Pick up the FOIA appeal decision below from the point where it stops, and carry it forward.

(STUDY TEXT Opens)

On August 10, 1999, AOO issued a determination stating that it had found no records responsive to Keenan's request. Keenan then filed the present Appeal.

In his Appeal, Keenan contends that AOO's search was inadequate. He states that in 1967 or 1968, he was an athlete preparing for the Mexico City Olympics. According to Keenan, he was a member of a group of athletes who participated in a series of tests at Los Alamos.

II. Analysis

The FOIA requires that documents held by federal agencies generally be released to the public upon request. Following an appropriate request, agencies are required to search their records for responsive documents. We have often stated that a FOIA request deserves a thorough and conscientious search for responsive documents, and we have not hesitated to remand a case where it is evident that the search conducted was inadequate. See, e.g., Hideca Petroleum Corp., 9 DOE ¶ 80,108 (1981); Charles Varon, 6 DOE ¶ 80,118 (1980).

In a case involving the adequacy of the agency's search, "the issue is not whether any further responsive documents might conceivably exist but rather whether the government's search for responsive documents was inadequate." Perry v. Block, 684 F.2d 121, 128 (D.C. Cir. 1982) (emphasis in original). To determine whether an agency's search was adequate, we therefore examine its actions under a "standard of reasonableness." McGehee v. CIA, 697 F.2d 1095, 1100-01, modified in part on rehearing, 711 F.2d 1076 (D.C. Cir. 1983). This standard "does not require absolute exhaustion of the files; instead it requires a search reasonably calculated to uncover the sought materials." Miller v. Department of State, 779 F.2d 1378, 1384-85 (8th Cir. 1985). Furthermore, the determination of whether a search was reasonable is "dependent upon the circumstances of the case." Founding Church of Scientology v. National Security Agency, 610 F.2d 824, 834 (D.C. Cir. 1979).

(STUDY TEXT Closes)
(MATERIAL SUPPLIED Opens)

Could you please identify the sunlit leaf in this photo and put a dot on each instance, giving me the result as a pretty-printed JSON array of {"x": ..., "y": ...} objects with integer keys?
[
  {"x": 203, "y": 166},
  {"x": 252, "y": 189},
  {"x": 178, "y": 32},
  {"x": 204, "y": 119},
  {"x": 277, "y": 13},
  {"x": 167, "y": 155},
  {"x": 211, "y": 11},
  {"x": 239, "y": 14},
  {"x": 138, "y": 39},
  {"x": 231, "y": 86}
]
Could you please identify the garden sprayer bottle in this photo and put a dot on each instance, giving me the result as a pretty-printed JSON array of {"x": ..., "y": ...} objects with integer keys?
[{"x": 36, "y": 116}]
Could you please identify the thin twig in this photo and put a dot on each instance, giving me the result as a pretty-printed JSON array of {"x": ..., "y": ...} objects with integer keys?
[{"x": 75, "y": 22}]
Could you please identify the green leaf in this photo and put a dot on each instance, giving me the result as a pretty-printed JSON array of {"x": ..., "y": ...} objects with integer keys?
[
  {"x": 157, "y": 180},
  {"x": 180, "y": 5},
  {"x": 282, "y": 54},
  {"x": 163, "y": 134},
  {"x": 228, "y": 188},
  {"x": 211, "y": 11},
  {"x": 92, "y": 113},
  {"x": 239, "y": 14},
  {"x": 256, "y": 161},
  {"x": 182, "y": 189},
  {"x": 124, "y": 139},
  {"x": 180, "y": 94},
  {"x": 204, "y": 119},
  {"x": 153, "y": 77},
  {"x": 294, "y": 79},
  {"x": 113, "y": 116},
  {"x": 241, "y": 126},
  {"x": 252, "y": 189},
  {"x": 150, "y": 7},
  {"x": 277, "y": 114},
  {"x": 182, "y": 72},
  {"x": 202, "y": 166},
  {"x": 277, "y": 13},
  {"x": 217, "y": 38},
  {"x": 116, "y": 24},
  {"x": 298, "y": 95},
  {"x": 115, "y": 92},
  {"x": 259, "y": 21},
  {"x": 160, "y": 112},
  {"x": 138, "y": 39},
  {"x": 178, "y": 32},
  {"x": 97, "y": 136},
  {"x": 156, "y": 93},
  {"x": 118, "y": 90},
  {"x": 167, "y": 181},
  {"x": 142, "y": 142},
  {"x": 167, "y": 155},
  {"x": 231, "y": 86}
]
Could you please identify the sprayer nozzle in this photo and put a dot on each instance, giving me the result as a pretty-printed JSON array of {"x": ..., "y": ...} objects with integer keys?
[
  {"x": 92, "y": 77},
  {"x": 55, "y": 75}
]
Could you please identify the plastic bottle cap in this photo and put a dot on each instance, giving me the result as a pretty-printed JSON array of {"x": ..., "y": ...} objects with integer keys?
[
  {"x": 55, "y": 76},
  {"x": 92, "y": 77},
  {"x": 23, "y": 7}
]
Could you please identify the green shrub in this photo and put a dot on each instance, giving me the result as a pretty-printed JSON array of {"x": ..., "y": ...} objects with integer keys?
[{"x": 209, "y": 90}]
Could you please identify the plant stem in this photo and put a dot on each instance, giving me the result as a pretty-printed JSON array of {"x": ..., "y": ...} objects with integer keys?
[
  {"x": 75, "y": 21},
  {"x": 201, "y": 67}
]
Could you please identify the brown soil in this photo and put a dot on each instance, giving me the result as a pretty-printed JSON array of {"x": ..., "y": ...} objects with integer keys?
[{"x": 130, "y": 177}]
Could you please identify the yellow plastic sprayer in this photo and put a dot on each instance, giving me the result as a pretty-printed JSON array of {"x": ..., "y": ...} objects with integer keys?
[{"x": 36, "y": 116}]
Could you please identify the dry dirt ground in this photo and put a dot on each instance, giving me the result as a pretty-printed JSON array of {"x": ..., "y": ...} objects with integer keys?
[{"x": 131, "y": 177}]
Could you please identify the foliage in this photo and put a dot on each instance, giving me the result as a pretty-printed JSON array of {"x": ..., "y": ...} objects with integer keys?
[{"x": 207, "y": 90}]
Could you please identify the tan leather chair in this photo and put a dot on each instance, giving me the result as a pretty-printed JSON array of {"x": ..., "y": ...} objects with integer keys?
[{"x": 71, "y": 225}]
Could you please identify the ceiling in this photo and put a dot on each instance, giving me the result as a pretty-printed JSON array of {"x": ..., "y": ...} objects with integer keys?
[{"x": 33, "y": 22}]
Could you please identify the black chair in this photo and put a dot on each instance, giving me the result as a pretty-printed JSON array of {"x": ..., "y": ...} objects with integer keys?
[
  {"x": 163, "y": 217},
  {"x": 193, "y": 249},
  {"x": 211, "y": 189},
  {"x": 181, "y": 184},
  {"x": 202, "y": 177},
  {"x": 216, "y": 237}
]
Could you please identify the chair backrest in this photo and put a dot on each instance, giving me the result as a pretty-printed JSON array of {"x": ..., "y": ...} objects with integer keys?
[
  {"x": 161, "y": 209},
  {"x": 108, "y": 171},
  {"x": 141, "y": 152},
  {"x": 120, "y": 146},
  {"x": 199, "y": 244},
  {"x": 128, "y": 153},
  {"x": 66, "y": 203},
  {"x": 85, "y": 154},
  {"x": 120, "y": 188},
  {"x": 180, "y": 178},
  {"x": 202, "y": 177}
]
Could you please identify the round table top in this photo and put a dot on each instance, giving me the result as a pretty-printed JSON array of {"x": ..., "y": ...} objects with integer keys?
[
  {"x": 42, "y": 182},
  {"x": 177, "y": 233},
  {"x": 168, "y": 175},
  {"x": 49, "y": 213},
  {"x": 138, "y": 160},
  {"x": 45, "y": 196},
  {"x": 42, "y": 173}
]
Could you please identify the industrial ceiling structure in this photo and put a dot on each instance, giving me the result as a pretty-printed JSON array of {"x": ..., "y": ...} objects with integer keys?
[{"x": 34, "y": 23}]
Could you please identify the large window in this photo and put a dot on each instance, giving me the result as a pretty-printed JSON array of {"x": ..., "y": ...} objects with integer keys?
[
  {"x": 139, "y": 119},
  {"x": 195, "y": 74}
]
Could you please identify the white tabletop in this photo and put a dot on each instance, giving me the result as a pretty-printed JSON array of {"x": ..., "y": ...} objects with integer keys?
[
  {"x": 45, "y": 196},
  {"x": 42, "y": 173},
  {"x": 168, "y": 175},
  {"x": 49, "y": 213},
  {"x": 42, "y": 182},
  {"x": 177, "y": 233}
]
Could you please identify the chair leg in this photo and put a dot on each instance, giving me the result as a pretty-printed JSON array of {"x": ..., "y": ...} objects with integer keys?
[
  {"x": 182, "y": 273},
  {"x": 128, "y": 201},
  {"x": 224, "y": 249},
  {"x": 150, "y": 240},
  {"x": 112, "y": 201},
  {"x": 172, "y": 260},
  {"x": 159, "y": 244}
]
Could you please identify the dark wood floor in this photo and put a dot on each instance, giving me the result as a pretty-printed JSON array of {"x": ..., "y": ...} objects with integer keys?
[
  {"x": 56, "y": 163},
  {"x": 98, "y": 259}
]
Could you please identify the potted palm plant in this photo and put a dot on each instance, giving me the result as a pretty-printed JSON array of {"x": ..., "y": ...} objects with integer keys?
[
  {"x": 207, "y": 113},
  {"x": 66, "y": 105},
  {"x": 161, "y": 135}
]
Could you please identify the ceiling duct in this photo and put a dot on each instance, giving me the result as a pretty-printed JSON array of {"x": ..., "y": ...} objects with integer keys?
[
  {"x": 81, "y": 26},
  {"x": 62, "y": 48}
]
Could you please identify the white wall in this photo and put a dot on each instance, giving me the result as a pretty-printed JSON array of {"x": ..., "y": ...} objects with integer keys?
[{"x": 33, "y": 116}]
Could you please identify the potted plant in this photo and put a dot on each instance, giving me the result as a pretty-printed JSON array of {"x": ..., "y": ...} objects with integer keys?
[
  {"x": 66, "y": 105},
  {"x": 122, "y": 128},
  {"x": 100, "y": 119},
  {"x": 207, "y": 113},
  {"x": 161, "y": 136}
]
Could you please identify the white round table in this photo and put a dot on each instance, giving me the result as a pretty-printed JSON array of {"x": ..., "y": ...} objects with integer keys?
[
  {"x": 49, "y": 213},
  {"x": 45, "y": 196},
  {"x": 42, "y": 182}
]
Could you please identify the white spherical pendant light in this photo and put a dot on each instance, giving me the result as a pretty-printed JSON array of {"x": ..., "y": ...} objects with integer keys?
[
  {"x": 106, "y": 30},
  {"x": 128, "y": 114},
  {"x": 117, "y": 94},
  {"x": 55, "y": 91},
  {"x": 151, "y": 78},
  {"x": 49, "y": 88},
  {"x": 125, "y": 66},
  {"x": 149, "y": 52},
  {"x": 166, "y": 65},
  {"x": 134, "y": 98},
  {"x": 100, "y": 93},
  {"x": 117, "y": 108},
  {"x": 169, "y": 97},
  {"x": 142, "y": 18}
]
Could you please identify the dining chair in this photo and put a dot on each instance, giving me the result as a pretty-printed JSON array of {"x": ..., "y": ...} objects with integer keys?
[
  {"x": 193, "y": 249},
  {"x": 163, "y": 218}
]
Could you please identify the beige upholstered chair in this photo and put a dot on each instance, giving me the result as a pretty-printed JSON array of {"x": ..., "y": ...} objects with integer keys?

(MATERIAL SUPPLIED Closes)

● **EXERCISE RESULT**:
In reviewing Keenan's Appeal, we contacted officials at AOO to learn the extent of the search that they had conducted. Upon receiving Keenan's request, AOO searched its listing of "Z numbers," a registry of persons who are not employees of Los Alamos National Laboratory (LANL) but who enter the facility to participate in programs there. Also searched were the files of the Employee Information System (searched under both Retrieve Employee and Update Non-Lab Personal Information); the Official Personnel Files Office; the Radiation Protection Services (Dosimetry) Office; the Occupational Medicine Archives; and the LANL Information Records Center.(1)

We contacted personnel at AOO and forwarded them a copy of Keenan's Appeal. After reviewing the Appeal and notes of their original search, they informed us that they knew of no other files that might contain records responsive to Keenan's request. They added, however, that agencies other than the DOE and its predecessors may have conducted tests at Los Alamos similar to the test described by Keenan in his submissions. They did not expect any records of such tests to be in the custody or control of AOO, nor to be found in the course of a reasonable search by AOO under the FOIA.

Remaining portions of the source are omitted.